* **RECORDS**:
+===+

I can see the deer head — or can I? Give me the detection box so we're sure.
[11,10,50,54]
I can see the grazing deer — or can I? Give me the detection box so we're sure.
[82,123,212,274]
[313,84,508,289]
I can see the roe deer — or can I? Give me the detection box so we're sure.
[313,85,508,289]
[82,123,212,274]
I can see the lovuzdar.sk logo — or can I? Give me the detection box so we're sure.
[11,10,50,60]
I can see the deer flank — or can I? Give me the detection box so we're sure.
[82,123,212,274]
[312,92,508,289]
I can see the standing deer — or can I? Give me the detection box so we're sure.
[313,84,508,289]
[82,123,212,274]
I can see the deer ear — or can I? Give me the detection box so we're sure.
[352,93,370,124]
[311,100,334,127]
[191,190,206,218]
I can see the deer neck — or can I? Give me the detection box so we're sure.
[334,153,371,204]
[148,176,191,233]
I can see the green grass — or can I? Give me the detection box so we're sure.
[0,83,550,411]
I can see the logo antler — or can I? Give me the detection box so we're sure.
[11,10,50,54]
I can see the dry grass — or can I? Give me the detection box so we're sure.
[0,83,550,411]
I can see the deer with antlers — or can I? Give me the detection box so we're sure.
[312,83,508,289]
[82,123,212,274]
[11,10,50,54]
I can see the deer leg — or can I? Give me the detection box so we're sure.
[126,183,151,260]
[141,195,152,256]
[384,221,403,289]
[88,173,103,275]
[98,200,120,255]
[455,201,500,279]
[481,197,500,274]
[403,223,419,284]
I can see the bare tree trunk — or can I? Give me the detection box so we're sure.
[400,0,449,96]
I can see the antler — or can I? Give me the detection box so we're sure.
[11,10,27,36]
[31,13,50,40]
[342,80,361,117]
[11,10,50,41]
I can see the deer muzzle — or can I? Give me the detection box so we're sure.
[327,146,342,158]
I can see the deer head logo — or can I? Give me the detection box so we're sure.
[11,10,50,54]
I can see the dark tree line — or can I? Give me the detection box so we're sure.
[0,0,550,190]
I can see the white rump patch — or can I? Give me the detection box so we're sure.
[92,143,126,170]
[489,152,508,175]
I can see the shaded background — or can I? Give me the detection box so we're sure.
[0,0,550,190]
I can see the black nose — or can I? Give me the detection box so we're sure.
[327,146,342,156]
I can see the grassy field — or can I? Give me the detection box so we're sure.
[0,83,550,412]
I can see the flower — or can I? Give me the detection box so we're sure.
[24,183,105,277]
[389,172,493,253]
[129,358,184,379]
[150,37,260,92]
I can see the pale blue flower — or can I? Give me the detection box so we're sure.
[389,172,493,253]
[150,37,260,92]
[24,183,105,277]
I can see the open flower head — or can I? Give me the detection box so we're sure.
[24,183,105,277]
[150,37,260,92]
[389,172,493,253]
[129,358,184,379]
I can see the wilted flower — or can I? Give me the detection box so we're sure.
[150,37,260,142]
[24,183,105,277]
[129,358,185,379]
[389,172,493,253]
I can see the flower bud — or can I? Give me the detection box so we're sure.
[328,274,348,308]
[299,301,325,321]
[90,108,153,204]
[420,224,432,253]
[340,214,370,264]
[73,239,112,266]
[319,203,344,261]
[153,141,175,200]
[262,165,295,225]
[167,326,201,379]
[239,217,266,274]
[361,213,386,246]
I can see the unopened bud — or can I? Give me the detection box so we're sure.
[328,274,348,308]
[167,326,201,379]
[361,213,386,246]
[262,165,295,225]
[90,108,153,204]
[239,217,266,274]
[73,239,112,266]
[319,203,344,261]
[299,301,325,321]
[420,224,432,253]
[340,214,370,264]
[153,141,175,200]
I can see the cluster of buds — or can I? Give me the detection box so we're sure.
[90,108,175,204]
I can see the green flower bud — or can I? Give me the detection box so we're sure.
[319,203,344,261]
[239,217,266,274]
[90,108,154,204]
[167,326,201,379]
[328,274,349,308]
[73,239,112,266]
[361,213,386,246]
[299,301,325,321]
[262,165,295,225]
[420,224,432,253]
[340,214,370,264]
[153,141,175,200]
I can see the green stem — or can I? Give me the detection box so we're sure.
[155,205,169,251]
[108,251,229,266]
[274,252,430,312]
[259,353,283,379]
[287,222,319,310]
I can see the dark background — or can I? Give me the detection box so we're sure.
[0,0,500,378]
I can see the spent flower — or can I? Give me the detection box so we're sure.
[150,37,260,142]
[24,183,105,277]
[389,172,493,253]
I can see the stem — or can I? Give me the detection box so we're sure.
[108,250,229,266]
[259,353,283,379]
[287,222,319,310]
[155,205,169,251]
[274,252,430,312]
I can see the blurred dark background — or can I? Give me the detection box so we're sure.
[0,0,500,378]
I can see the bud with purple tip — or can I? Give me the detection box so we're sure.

+===+

* **TASK OBJECTIVE**:
Give back the whole listing above word for word, keeping every line in its original order.

* **COMPLETE RESPONSE**:
I can see the deer head — or can I? Give me the detection box so we're sure.
[11,10,50,54]
I can see the grazing deer — or can I? Give me the detection box so we're sure.
[82,123,212,274]
[313,84,508,289]
I can see the roe deer — or can I? Give me the detection box so we're sure.
[313,85,508,289]
[82,123,212,274]
I can see the lovuzdar.sk logo — or can I? Give me the detection box so we're sure.
[11,10,50,60]
I can see the deer flank — or can I? Give me the detection box so we're sure.
[82,123,212,274]
[312,92,508,289]
I can see the standing deer — or can I? Give me the detection box so we're sure.
[313,84,508,289]
[82,123,212,274]
I can see the deer ear — or can I? Give me the detection box so we're sure.
[352,93,370,124]
[311,100,334,127]
[191,190,206,218]
I can see the deer neck — or can I? Give me the detection box so we're sure.
[334,153,371,204]
[148,176,191,233]
I can see the green grass — or can I? Give me the detection box so we're sure.
[0,83,550,411]
I can see the logo antler — or can I? Give me the detection box so we're sure.
[11,10,50,54]
I can see the dry grass — or can I? Give me the detection box so we're sure.
[0,83,550,411]
I can see the deer with antlers — or can I? Give me the detection box so we're sure.
[312,83,508,289]
[82,123,212,274]
[11,10,50,54]
I can see the deer leg — or can I? Give me the detection box so we're sure.
[126,183,151,260]
[141,195,152,256]
[384,221,403,289]
[88,173,103,275]
[98,200,120,255]
[455,201,500,279]
[481,197,500,274]
[403,223,419,284]
I can see the bare tree trunk — or can I? Give me the detection box so we're sure.
[400,0,449,96]
I can see the antler — or can I? Give me the detection box so we're sure.
[11,10,27,36]
[31,13,50,40]
[342,80,361,117]
[11,10,50,41]
I can see the deer muzzle — or can I? Give me the detection box so we're sure.
[327,146,342,158]
I can see the deer head logo — or can I? Give me the detection box so we're sure.
[11,10,50,54]
I can see the dark tree line — or can I? Give me the detection box so we're sure.
[0,0,550,190]
I can see the white rump patch — or can I? Give me the detection box so we're sure.
[92,143,126,170]
[489,152,508,175]
I can see the shaded background — or can I? Give me the detection box so we're sure.
[0,0,550,190]
I can see the black nose — or can I? Give me the detection box so we're sure.
[327,146,342,156]
I can see the grassy field — or can I? Give me the detection box so we're sure.
[0,83,550,412]
I can see the flower — or can I? Give me the detection box so we're sure.
[24,183,105,277]
[389,172,493,253]
[129,358,184,379]
[150,37,260,92]
I can see the pale blue flower — or can I? Give me the detection box so we're sure.
[389,172,493,253]
[150,37,260,92]
[24,183,105,277]
I can see the open flower head — or can I? Give me the detection box so we're sure.
[24,183,105,277]
[150,37,260,92]
[389,172,493,253]
[129,358,184,379]
I can see the wilted flower — or can I? Give me the detection box so we're sure.
[150,37,260,142]
[24,183,105,277]
[129,358,185,379]
[389,172,493,253]
I can see the flower bud — or can I? Give me the detection box so we're sure.
[328,274,348,308]
[299,301,325,321]
[90,108,153,204]
[420,224,432,253]
[340,214,370,264]
[73,239,112,266]
[319,203,344,261]
[153,141,175,200]
[262,165,295,225]
[167,326,201,379]
[239,217,266,274]
[361,213,386,246]
I can see the unopened bud — or can I? Give me the detection box so we're sure.
[328,274,348,308]
[167,326,201,379]
[361,213,386,246]
[262,165,295,225]
[90,108,153,204]
[239,217,266,274]
[73,239,112,266]
[319,203,344,261]
[299,301,325,321]
[420,224,432,253]
[340,214,370,264]
[153,141,175,200]
I can see the cluster of buds — or can I? Give me the detection box so we're sure.
[90,108,175,204]
I can see the green flower bud — or can I? Give me the detection box so we're sure.
[319,203,344,261]
[239,217,266,274]
[90,108,154,204]
[167,326,201,379]
[328,274,349,308]
[73,239,112,266]
[361,213,386,246]
[299,301,325,321]
[262,165,295,225]
[420,224,432,253]
[340,214,370,264]
[153,141,175,200]
I can see the green stem — or can I? Give me the detection box so we're sure.
[155,205,169,251]
[108,251,229,266]
[274,252,430,312]
[259,353,283,379]
[287,222,319,310]
I can see the dark background — or can I? Give me the detection box so we're sure.
[0,0,500,378]
I can see the spent flower — or can I? Give me the detection box so we're sure.
[150,37,260,142]
[24,183,105,277]
[389,172,493,253]
I can see the stem — or can I? Give me the detection box so we're sure.
[108,250,229,266]
[259,353,283,379]
[287,222,319,310]
[155,205,169,251]
[274,252,430,312]
I can see the blurred dark background — or can I? Give me the detection box so we're sure.
[0,0,500,378]
I can see the bud with purple tip — or can I? Give me the detection box so we're sure.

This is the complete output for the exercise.